Records provided:
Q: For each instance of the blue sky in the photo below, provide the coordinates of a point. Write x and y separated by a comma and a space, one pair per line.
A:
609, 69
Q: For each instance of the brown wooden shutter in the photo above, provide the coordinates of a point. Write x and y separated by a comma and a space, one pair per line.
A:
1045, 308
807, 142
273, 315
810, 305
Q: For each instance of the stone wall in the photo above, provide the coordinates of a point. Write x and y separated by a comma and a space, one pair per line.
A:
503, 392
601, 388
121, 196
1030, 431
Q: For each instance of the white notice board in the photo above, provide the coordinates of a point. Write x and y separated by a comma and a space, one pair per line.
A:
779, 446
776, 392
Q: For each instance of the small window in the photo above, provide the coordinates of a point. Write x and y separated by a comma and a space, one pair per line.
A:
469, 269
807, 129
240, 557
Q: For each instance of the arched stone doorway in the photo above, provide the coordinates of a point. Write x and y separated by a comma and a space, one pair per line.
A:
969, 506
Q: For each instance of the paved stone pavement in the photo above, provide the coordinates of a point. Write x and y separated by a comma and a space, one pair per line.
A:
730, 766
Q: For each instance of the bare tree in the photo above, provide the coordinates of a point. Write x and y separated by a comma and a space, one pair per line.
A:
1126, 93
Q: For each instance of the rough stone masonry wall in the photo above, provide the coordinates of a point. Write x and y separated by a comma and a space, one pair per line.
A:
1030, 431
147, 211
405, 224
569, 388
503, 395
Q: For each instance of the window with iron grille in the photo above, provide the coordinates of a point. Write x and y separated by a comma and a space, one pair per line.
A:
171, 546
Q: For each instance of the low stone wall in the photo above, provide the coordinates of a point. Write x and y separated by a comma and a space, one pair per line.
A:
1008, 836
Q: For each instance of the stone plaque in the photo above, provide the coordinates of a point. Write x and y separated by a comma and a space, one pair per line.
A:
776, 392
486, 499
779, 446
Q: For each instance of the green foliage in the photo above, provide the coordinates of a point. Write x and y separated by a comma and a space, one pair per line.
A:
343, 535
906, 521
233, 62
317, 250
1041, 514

Your objective:
Retype the whole listing, matching it exactly.

Result for this task:
Q: For each instance of the blue sky in the photo below, provide the coordinates of a point. Write x and y separated by a comma and a space, one pair per line.
A:
609, 69
Q: For each instance of the brown wooden shutter in the photo above, provide the coordinates of a point. Write x and y separated by a comma and a space, one pair per line.
A:
1045, 308
807, 142
273, 315
810, 305
Q: For each instance of the stone wall in the photo above, provide the coordinates of a point. Write x and y separated by a comma and a space, one pair per line.
A:
503, 392
601, 388
121, 196
1030, 431
Q: For each instance of the white notice board in the photo above, provide the coordinates of a point. Write x and y separated by a comma and a space, one pair per line.
A:
779, 446
776, 392
Q: For each instance of the small window in the photo above, provide the coordinates of a point. Write x and y separated by a comma and a space, one pair per line.
A:
469, 269
807, 129
240, 557
Q: For each instance of the arched stone doorway in the photo above, provide the coordinates of a point. Write x and y separated by a comma and a space, one pair per line.
A:
969, 506
Q: For each instance of the paved stone pavement in the photo above, provide the coordinates of a point. Write x and y separated by a comma and a space, one pair per line.
A:
730, 766
Q: For each instance of the bare tree in the photo above, provide the coordinates of a point. Write x and y separated by a comma and a space, one pair per line.
A:
1126, 93
Q: For each instance of the rough stone masonry wall in the photo above, provide the coordinates of a point. Write x and y separated by a comma and a space, one pair per line.
A:
1030, 431
147, 211
405, 224
569, 388
503, 395
Q: For each instance of the window with iron grille in the photo above, provide the coordinates of a point. Write x and y separated by a comma and a space, one pair per line.
A:
171, 546
Q: For each instance of the low stone wall in the photo above, provide the coordinates of a point. Write x and y separated by a comma and a space, one pair per line.
A:
1008, 836
Q: For each instance of the stone plaque in the photo above, provide the coordinates of a point. Write x and y separated by a comma and a space, one pair per line.
A:
776, 392
486, 499
779, 446
Q: For each instance of the green foliage in the photo above, provide the coordinates of a point. Write x and y separated by a comma and a space, one pair per line.
A:
343, 535
906, 521
233, 62
317, 250
1041, 514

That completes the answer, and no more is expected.